» **YOUR OBJECTIVE**
Update the listing below so that every "dot" becomes "point", with all other text left unchanged. Leave the pictures out of your answer.

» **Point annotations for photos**
....
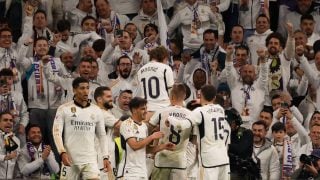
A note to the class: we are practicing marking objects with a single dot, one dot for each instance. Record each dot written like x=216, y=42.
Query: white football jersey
x=133, y=163
x=109, y=122
x=79, y=126
x=214, y=133
x=176, y=125
x=155, y=79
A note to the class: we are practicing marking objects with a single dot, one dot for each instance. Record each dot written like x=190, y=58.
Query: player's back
....
» **WRITTEN SOLUTION**
A note to the class: we are practicing marking objects with a single point, one point for each instance. Record each point written like x=216, y=42.
Query: white football jersey
x=133, y=163
x=109, y=122
x=79, y=126
x=214, y=133
x=176, y=125
x=155, y=79
A note to the class: we are practicing marking objects with a single point, one point for each instance. Record each point written like x=190, y=58.
Query: player's back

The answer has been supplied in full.